To assist in that goal Keating has brought in the
hugely experienced Tim Close. Another new name to GT racing, but
with a pedigree that goes back to the mid Sixties, when he started
his apprenticeship with Charles Lucas Engineering, preparing cars
for the likes of Piers Courage in Formula 3. CLE worked on the development
of Cosworth engines as well as the Titan F3 chassis, and as one
of the few designated Cosworth DFE preparation companies, they were
at the forefront of motorsport in that era. That gave Close the
experience he needed to set up his own company, which he ran for
ten years or so before joining Arch Motor & Manufacturing in
the early Nineties. There he was responsible for developing and
building chassis for Caterham Cars, as well as work for McLaren
and Gordon Murray. Then he met up with Keating and Sweeney, and
was tempted to move into motorsport team management. “After
four or five months talk, we decided to get together and make this
a serious project. This year is a grounding year, to gel everyone
together as a team, and then we can build on that for 2007 and beyond;
more professional, more determined. We know that the sell-by-date
on the Marcos is almost up, and we’re already looking at a
long-term replacement, but the LM500 should give us the foundation
we need.”
Part of that work will almost certainly require
the assistance of someone who knows the car intimately, and has
the experience and skill to develop it. “We need to get a
professional into the car,” says Close, with a suggestive
raise of the eyebrow. The most logical candidate for that role is
Thomas Erdos, and we understand that the Brazilian has already been
approached and given an enthusiastic response. “He’s
so experienced, and so quick,” says Keating. “The chance
to spend a day with Tommy would be very special indeed, so we’d
love to get him into the car at some point.”
Watch this space!
The
Marcos LM500

The
Skater Racing LM500 is something of a legend, having appeared in
the British GT Championship in various guises over many years. Its
debut in March 1994 was at the hands of Marcos MD Chris Marsh, who
went on to give the #4 Team Marcos LM500 its first class pole at
Oulton Park that June. #3 is seen as a Jim Bamber cartoon, right.
Chris
Hodgetts then stepped in as his team-mate in the #3 car (left),
taking over from Andy Purvis in what was then a single-driver championship.
Hodgetts won
his first race at Brands Hatch outright, winning again at Thruxton,
with Marsh finishing third on both occasions and establishing a
lap record at Brands in the process.
The launch of
the LM600 at the start of the 1995 season gave Hodgetts a new car
and the championship title, but Marsh battled on in the LM500, renumbered
#55, for the first half of the season, until his own LM600 was ready.

Slightly
out of sequence, but the image below shows the 1994 British GT team
- and as Marcus Potts points out, only he and Graham Nash are still
involved in GT racing: they're both there, towards the back, on
the left.

With the arrival
of the LM600s and their noisy and much admired run at Le Mans, the
LM500s were offered for sale. The Autosport advert (below) made
much of their potential, and at £50,000 they were obviously
being offered cheap – see gearbox cost, above.

We’re
not sure who bought them, but the ex-Chris Marsh car re-appeared
the following season in the capable care of Graham Nash and NCK
Racing.

[Data listing]

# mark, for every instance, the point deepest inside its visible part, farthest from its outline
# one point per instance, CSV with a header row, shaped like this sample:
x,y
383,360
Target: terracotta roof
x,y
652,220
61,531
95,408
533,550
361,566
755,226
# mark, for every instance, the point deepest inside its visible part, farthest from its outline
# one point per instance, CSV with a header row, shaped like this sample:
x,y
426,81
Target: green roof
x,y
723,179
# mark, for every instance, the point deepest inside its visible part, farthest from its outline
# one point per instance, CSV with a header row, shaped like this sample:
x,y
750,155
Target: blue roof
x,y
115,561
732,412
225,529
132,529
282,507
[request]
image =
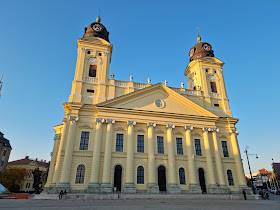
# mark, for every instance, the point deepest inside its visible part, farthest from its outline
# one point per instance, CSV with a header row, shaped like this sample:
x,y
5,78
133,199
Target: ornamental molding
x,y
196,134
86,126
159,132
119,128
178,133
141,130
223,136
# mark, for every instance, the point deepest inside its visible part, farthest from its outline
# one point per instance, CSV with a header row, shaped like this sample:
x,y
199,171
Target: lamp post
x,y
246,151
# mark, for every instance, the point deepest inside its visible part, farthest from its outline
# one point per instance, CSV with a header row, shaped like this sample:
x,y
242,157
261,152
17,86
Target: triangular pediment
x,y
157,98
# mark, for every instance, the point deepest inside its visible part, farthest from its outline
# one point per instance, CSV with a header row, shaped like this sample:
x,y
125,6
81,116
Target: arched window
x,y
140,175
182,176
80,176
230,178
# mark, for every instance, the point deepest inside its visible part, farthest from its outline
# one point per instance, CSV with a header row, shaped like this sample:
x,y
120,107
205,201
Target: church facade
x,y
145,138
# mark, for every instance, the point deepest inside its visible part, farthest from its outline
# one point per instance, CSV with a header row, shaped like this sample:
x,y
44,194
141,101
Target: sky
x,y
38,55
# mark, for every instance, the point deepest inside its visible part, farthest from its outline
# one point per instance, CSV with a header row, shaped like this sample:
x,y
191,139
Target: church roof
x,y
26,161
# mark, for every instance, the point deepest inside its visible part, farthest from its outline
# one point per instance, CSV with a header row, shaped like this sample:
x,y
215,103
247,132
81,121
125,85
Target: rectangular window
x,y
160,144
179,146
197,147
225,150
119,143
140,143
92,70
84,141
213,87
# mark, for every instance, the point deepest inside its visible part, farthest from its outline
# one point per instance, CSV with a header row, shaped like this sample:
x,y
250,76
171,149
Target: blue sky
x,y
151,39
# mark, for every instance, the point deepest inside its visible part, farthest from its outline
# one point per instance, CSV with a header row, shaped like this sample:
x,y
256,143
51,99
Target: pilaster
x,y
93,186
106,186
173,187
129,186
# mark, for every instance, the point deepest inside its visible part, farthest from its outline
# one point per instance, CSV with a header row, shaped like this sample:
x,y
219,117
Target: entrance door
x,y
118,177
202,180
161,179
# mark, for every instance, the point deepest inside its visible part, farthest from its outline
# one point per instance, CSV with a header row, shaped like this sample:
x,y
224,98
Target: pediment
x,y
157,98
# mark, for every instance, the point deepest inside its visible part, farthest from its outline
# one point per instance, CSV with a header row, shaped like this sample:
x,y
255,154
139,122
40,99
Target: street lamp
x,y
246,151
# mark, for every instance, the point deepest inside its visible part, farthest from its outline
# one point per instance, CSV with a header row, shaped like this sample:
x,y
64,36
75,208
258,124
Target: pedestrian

→ TASKS TO COMPLETE
A. Decide whether each statement agrees with the Marcos LM500 article, answering yes or no and quoting the words of the article that decide it: (i) Tim Close began his apprenticeship with Charles Lucas Engineering in the mid Sixties; (ii) the LM500 made its debut in March 1994 with Chris Hodgetts driving; (iii) the LM500s were offered in an Autosport advert at £50,000.
B. Print word for word the passage of the Marcos LM500 article that begins at the words that have "Part of that" and stops after "Watch this space!".
The rows in this data listing come from a separate source.

→ EXERCISE RESULTS
A.
(i) Yes: "with a pedigree that goes back to the mid Sixties, when he started his apprenticeship with Charles Lucas Engineering"
(ii) No: "Its debut in March 1994 was at the hands of Marcos MD Chris Marsh"
(iii) Yes: "The Autosport advert (below) made much of their potential, and at £50,000 they were obviously being offered cheap"

B.
Part of that work will almost certainly require
the assistance of someone who knows the car intimately, and has
the experience and skill to develop it. “We need to get a
professional into the car,” says Close, with a suggestive
raise of the eyebrow. The most logical candidate for that role is
Thomas Erdos, and we understand that the Brazilian has already been
approached and given an enthusiastic response. “He’s
so experienced, and so quick,” says Keating. “The chance
to spend a day with Tommy would be very special indeed, so we’d
love to get him into the car at some point.”
Watch this space!